- What you should do -
Count the lines in the listing below that contain the word "concrete". Reply with the number only.

** Begin Raw records **

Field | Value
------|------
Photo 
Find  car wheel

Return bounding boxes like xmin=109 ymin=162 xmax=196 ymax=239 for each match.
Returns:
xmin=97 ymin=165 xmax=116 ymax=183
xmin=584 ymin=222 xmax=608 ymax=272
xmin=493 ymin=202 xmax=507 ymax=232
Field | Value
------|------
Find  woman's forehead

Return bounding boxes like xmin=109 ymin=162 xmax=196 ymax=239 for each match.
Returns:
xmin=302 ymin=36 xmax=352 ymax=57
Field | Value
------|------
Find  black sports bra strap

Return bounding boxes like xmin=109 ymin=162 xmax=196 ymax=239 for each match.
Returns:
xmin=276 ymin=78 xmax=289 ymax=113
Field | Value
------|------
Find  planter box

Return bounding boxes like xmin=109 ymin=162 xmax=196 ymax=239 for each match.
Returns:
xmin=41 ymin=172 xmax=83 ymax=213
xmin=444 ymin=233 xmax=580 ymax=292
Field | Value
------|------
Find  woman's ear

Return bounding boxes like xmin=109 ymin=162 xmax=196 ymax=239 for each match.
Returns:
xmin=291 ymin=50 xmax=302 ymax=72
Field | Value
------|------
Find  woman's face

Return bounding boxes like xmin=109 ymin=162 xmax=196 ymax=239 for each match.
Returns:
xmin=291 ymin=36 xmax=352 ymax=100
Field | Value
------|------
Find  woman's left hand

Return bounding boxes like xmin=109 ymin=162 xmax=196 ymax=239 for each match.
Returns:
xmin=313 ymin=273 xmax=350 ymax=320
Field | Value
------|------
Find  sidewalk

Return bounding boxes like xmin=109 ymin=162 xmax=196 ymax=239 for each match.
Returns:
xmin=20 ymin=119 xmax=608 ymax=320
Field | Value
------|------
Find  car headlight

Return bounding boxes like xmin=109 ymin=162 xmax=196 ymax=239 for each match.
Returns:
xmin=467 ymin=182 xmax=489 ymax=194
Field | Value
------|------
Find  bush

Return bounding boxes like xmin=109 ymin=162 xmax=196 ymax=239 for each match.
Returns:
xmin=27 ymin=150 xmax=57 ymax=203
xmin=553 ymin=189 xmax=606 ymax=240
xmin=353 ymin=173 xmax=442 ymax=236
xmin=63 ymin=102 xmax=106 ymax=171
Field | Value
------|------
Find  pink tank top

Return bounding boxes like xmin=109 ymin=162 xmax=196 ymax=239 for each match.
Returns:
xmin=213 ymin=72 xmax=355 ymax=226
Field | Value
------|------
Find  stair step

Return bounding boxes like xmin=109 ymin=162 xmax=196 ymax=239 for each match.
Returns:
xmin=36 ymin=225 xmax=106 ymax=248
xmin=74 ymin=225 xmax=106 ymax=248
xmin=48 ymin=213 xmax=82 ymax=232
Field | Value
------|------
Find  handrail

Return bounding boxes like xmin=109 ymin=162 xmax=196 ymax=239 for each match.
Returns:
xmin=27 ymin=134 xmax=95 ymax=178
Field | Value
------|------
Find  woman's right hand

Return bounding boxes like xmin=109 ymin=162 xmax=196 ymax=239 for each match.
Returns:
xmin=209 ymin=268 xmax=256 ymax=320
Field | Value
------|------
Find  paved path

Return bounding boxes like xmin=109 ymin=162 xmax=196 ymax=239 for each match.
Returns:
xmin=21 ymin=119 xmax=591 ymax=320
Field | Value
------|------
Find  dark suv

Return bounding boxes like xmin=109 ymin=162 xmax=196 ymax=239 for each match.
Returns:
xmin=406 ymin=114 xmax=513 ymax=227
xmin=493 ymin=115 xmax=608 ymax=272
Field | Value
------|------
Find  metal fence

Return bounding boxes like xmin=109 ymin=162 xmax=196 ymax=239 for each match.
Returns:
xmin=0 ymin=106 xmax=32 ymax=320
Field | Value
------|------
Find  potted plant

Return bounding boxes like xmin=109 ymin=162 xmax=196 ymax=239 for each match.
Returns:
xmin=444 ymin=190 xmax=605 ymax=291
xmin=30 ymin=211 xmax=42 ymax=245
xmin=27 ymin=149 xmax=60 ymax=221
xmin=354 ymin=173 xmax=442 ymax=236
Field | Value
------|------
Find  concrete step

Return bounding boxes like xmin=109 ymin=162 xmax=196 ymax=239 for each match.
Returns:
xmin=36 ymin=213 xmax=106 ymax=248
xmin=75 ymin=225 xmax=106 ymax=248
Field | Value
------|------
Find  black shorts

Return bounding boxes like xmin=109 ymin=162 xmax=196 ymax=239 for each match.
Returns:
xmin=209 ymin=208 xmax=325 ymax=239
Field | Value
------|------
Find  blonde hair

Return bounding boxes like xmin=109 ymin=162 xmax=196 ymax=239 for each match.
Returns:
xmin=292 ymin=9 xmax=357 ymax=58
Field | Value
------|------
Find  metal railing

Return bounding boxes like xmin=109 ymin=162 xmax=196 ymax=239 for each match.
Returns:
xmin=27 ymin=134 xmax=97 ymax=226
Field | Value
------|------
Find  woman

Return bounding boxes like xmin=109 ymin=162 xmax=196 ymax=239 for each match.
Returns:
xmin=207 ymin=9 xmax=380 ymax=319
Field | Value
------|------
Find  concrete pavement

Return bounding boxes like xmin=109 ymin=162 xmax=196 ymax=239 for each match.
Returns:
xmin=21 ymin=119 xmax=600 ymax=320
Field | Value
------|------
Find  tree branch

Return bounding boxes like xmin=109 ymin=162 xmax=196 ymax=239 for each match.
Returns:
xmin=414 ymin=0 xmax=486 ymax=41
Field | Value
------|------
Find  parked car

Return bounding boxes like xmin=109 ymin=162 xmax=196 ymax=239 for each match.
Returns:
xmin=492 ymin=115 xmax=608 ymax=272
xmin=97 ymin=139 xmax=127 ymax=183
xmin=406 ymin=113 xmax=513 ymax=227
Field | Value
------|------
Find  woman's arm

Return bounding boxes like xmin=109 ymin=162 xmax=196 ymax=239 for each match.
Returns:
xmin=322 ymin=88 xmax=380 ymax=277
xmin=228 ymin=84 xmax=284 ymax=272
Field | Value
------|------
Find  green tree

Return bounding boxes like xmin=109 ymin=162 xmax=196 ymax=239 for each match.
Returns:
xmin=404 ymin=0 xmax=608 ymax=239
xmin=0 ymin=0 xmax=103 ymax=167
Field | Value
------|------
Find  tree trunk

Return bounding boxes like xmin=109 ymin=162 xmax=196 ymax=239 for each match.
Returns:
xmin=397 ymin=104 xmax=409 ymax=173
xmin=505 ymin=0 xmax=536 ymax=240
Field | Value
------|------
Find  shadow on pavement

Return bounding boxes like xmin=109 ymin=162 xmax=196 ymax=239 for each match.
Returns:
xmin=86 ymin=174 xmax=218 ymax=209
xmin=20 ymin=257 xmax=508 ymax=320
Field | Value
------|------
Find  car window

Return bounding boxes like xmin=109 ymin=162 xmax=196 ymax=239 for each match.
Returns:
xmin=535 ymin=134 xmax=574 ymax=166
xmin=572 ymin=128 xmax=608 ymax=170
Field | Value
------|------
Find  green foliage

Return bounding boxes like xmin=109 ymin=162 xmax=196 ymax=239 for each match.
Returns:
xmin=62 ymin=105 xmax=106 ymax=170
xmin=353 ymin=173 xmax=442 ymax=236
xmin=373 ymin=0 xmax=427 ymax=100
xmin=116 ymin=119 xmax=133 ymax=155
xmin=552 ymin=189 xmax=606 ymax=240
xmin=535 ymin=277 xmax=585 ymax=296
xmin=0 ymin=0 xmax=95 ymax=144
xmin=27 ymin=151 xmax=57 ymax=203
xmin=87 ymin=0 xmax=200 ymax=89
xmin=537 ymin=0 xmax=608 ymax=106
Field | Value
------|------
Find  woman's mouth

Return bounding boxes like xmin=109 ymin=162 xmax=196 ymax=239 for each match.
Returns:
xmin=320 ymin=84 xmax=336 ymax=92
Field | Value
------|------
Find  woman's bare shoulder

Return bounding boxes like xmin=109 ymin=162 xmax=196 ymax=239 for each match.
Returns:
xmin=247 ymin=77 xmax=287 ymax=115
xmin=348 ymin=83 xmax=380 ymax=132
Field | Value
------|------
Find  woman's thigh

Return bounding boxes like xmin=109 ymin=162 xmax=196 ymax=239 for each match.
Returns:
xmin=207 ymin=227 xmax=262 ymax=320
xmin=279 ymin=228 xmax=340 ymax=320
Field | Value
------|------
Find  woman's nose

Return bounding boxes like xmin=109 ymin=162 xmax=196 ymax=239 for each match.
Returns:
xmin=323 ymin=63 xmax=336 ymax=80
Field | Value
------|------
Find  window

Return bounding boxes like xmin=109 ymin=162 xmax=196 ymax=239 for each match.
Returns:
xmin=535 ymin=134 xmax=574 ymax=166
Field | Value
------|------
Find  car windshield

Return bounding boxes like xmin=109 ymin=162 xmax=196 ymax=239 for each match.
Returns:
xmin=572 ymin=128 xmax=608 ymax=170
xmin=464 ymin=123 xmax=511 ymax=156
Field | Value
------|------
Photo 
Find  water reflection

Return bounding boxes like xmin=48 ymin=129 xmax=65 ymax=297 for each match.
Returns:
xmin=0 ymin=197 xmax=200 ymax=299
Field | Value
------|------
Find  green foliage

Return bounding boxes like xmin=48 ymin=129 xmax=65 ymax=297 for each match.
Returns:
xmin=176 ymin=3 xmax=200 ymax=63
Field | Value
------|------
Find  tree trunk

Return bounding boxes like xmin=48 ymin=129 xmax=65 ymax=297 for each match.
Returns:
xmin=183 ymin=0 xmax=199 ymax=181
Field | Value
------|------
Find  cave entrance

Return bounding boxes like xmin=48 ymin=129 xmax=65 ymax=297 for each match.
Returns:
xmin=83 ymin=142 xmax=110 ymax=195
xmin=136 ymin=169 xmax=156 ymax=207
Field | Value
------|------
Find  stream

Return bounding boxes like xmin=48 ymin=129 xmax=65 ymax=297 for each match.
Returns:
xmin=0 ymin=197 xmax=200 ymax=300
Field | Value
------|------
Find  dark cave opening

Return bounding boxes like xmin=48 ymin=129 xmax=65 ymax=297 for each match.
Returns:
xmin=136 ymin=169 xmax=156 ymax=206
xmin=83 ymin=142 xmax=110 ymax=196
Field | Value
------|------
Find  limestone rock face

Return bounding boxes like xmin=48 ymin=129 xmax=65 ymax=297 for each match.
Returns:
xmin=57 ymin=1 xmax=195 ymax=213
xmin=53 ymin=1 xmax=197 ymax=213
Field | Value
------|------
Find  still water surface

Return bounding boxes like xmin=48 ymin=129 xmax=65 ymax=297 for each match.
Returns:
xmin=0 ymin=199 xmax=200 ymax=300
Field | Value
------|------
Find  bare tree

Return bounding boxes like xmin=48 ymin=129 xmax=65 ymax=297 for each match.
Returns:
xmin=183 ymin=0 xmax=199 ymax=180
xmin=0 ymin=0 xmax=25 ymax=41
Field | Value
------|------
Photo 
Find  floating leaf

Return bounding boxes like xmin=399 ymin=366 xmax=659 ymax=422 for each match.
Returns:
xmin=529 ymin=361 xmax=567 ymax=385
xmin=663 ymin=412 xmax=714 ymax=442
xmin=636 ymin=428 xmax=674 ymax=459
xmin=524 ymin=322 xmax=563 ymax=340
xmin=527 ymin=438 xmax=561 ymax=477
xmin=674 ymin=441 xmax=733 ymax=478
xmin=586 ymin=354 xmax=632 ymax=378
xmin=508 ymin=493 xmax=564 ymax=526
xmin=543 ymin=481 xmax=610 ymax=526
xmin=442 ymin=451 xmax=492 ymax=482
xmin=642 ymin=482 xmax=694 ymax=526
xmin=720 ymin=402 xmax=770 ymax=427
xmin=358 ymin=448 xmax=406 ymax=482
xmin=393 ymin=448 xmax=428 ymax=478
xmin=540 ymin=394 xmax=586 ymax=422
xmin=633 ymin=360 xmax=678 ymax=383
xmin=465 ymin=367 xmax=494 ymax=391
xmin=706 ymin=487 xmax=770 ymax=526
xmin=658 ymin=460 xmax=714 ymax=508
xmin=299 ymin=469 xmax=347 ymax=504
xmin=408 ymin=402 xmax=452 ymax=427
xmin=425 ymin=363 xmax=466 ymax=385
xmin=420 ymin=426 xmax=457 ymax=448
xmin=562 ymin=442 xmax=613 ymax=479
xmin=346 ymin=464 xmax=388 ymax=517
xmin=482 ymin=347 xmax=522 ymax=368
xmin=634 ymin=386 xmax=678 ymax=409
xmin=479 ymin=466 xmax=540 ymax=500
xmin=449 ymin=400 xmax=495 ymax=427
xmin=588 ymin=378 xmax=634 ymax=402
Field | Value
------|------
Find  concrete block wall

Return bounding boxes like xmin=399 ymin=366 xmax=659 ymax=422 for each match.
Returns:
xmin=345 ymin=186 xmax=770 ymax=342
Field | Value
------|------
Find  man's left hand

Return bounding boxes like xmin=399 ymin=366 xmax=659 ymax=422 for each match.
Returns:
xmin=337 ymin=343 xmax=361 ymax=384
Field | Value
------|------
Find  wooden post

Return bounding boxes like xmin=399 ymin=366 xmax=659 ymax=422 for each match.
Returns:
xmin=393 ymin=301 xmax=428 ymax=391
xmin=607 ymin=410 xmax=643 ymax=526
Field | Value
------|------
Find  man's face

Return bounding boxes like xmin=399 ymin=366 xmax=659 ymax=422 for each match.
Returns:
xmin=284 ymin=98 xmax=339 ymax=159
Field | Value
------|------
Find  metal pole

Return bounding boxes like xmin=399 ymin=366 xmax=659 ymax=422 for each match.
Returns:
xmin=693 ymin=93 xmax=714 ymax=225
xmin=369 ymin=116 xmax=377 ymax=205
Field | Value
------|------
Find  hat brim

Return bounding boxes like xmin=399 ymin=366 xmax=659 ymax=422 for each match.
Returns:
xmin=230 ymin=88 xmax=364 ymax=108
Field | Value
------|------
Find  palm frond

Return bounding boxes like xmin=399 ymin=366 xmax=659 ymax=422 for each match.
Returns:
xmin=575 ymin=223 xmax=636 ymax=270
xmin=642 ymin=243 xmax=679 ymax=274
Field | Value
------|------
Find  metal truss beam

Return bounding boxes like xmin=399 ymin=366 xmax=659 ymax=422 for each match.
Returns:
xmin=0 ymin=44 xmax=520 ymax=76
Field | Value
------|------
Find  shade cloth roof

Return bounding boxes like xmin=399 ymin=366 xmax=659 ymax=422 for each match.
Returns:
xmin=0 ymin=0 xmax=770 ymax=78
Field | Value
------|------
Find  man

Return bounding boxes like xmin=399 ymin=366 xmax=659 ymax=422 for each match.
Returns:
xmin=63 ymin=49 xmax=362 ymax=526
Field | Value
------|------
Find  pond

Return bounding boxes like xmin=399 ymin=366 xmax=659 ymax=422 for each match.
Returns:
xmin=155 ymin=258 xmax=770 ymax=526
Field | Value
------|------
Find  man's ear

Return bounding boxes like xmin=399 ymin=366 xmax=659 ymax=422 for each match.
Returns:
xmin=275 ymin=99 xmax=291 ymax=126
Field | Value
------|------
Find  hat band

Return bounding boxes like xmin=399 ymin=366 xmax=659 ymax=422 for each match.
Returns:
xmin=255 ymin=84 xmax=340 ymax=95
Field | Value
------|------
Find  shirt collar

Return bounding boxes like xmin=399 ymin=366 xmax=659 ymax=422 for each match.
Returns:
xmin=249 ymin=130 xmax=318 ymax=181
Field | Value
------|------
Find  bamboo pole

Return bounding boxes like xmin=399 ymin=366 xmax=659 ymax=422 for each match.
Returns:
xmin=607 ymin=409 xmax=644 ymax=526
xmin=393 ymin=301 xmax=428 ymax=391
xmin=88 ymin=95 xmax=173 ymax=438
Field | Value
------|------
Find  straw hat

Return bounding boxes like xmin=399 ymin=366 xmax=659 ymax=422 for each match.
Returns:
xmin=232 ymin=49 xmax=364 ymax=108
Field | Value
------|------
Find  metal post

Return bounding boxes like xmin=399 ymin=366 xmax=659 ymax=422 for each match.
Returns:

** End Raw records **

- Exercise result -
3